Luis Suarez has admitted he “completely lost it” when he took a chunk out of Chelsea defender Branislav Ivanovic.

Speaking in his home country of Uruguay, Suarez apologised once more to Ivanovic and described how a red mist descended after he had given away a penalty in the game against Chelsea.

Suarez said: “The incident with Ivanovic – I know I made a mistake, it was me, my fault, and he did not do anything to me.

“I was angry because I had given away a penalty for hand ball. I was the cause of the penalty against my team – I saw red and completely lost it. I can’t really explain it and I am so sorry.”

Despite his declaration of remorse, the striker said that he was still suffering for his actions.

And there was still a sense of hurt mixed with his apology, when he swiftly added: “But still people can be very cruel, and the reaction was amazing.”

Suarez also reiterated his desire to play for Real Madrid, when he openly wondered about the chance to form a lethal partnership with Cristiano Ronaldo at the Bernabeu.

“Of course I would like to play with Cristiano Ronaldo – he is a great player. You never know, but it is complicated,” Suarez said.

“At the moment he is in Madrid and I am in Liverpool and I do not know what is going to happen.”

Well, we know one thing for certain: Ronaldo is not going to be playing for Liverpool any time soon. But, while Suarez continues to flutter those eyelashes at Real Madrid, the prospect of the Uruguayan moving to Spain becomes ever more real.

Have boots, won’t travel

Togo midfielder Alaixys Romao has decided not to play Friday’s World Cup qualifier in Libya because of safety concerns.

Togo were the targets of an attack during the 2010 African Nations Cup in Angola when gunmen ambushed their bus in the Cabinda province, killing three members of the squad and forcing them to withdraw from the tournament.

FIFA have moved Friday’s Group I qualifier to Tripoli after clashes between protesters and a militia killed at least 31 people on Saturday in the eastern Libyan city of Benghazi, where the game was initially scheduled to take place.

However, Romao said the move was not enough to convince him to play.

“I’m about to take off from Lome to come back to France,” Romao, who plays for Olympique Marseille, said on Twitter.

“After having been through a traumatising experience in 2010 at the African Nations Cup in Angola, I don’t want my family to live with that stress again,” added the 29-year-old, who has 50 international caps.

“Tripoli or Benghazi, what’s the difference? I will change my mind only if FIFA’s officials who have made the decision come with us.”

•••

Task requirements =>
1 – Answer these from the football article:
(a) What had Suarez given away before he bit Ivanovic?
(b) Which club does Alaixys Romao play for?
(c) How many people were killed in the clashes in Benghazi on Saturday?
2 – Please reproduce word for word the stretch of the football article from "Speaking in his" through "game against Chelsea.".

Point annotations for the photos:
•••

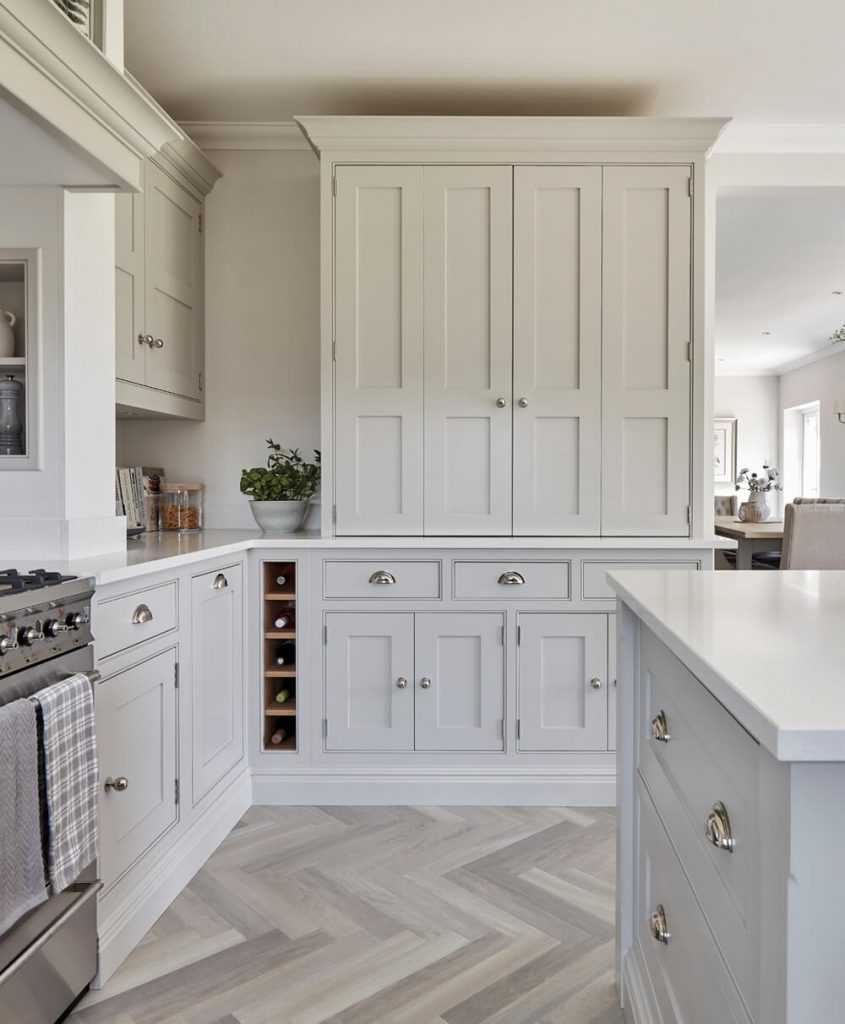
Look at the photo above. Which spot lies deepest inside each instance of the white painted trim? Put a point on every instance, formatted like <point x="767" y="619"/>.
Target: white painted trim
<point x="246" y="134"/>
<point x="121" y="931"/>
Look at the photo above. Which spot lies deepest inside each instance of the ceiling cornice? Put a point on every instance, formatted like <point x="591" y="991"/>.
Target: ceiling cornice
<point x="246" y="134"/>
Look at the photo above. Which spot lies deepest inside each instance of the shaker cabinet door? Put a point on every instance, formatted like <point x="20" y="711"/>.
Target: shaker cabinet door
<point x="646" y="329"/>
<point x="379" y="350"/>
<point x="556" y="350"/>
<point x="217" y="690"/>
<point x="562" y="679"/>
<point x="468" y="350"/>
<point x="136" y="740"/>
<point x="174" y="286"/>
<point x="369" y="681"/>
<point x="460" y="682"/>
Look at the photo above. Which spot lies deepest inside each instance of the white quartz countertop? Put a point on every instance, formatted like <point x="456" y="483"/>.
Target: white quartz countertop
<point x="770" y="646"/>
<point x="155" y="552"/>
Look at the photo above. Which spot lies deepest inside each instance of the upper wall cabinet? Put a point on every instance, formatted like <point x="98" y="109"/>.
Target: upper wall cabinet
<point x="160" y="333"/>
<point x="513" y="326"/>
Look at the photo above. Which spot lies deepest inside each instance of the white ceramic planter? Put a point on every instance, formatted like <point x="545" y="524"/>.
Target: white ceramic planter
<point x="279" y="517"/>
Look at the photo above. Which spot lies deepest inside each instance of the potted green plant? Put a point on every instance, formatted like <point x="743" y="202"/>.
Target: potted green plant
<point x="281" y="491"/>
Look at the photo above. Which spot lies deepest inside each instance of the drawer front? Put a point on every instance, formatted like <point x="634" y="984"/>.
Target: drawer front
<point x="132" y="619"/>
<point x="708" y="767"/>
<point x="594" y="586"/>
<point x="688" y="977"/>
<point x="509" y="581"/>
<point x="383" y="580"/>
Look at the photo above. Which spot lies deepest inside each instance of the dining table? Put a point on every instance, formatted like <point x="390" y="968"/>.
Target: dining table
<point x="751" y="538"/>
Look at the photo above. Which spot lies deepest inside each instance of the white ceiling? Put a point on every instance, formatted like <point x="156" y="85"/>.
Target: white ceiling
<point x="267" y="59"/>
<point x="779" y="257"/>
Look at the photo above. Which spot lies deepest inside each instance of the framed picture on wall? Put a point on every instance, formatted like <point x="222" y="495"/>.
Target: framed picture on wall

•••

Answers to the tasks =>
1 –
(a) A penalty for hand ball.
(b) Olympique Marseille.
(c) At least 31.

2 –
Speaking in his home country of Uruguay, Suarez apologised once more to Ivanovic and described how a red mist descended after he had given away a penalty in the game against Chelsea.